Print out all the records, word for word.

(Stored data entries)
────────────────────
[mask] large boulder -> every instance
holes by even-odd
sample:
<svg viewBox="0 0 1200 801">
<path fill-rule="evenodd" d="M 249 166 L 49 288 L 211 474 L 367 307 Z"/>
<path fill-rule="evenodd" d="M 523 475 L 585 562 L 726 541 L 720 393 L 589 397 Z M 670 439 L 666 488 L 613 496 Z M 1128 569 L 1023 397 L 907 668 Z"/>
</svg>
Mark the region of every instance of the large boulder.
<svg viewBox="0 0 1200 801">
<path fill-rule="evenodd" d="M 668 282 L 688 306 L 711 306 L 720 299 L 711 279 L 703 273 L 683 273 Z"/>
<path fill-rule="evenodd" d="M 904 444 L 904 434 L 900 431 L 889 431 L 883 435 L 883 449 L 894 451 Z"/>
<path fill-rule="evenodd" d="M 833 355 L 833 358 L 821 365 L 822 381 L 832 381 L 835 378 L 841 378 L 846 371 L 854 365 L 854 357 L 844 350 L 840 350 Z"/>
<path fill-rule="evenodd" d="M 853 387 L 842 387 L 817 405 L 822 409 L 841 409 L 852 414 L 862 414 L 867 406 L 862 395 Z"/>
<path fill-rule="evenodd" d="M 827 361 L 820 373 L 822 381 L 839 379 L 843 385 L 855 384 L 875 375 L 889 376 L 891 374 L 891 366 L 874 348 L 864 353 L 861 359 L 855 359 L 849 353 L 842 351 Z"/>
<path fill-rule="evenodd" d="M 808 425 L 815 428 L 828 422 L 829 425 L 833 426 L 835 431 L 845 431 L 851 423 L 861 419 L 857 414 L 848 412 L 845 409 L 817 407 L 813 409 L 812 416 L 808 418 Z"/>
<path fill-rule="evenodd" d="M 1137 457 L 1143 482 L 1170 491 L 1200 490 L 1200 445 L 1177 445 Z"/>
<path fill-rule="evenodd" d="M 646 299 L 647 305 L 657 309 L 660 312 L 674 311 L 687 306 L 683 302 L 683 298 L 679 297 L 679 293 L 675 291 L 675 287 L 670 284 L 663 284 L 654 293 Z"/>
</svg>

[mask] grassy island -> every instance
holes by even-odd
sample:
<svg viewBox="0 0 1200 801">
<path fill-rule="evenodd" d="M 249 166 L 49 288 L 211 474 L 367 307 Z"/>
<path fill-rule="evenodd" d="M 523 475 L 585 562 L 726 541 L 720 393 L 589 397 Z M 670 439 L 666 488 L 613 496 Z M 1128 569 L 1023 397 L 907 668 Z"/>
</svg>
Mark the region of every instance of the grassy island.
────────────────────
▸ Final answer:
[mask] large boulder -> every instance
holes by even-odd
sample:
<svg viewBox="0 0 1200 801">
<path fill-rule="evenodd" d="M 249 166 L 49 288 L 211 474 L 367 307 Z"/>
<path fill-rule="evenodd" d="M 523 475 L 585 562 L 726 541 L 720 393 L 589 397 Z M 670 439 L 666 488 L 613 496 Z M 1128 569 L 1023 397 L 907 668 Z"/>
</svg>
Mark the region of every instance of the large boulder.
<svg viewBox="0 0 1200 801">
<path fill-rule="evenodd" d="M 668 282 L 688 306 L 711 306 L 720 299 L 711 279 L 703 273 L 683 273 Z"/>
<path fill-rule="evenodd" d="M 904 444 L 904 434 L 900 431 L 889 431 L 883 435 L 883 449 L 894 451 Z"/>
<path fill-rule="evenodd" d="M 833 355 L 833 358 L 821 365 L 822 381 L 832 381 L 835 378 L 841 378 L 846 371 L 854 365 L 854 357 L 844 350 L 840 350 Z"/>
<path fill-rule="evenodd" d="M 853 387 L 842 387 L 817 405 L 822 409 L 841 409 L 852 414 L 862 414 L 867 406 L 862 395 Z"/>
<path fill-rule="evenodd" d="M 827 361 L 820 373 L 822 381 L 839 379 L 843 385 L 855 384 L 875 375 L 889 376 L 891 374 L 891 366 L 874 348 L 864 353 L 861 359 L 855 359 L 849 353 L 842 351 Z"/>
<path fill-rule="evenodd" d="M 808 425 L 815 428 L 828 422 L 829 425 L 833 426 L 835 431 L 845 431 L 851 423 L 861 419 L 857 414 L 848 412 L 845 409 L 817 407 L 813 409 L 812 416 L 808 418 Z"/>
<path fill-rule="evenodd" d="M 1137 457 L 1143 482 L 1170 491 L 1200 490 L 1200 445 L 1177 445 Z"/>
<path fill-rule="evenodd" d="M 646 299 L 647 305 L 657 309 L 660 312 L 674 311 L 687 306 L 683 302 L 683 298 L 679 297 L 679 293 L 675 291 L 675 287 L 670 284 L 663 284 L 654 293 Z"/>
</svg>

[mask] grassy island -> every instance
holes by even-odd
sample:
<svg viewBox="0 0 1200 801">
<path fill-rule="evenodd" d="M 249 166 L 49 288 L 211 474 L 367 307 Z"/>
<path fill-rule="evenodd" d="M 523 475 L 585 562 L 726 541 L 720 393 L 589 397 Z M 670 439 L 666 488 L 613 496 Z M 1128 569 L 1023 397 L 907 668 Z"/>
</svg>
Mark the region of every instance of the grassy island.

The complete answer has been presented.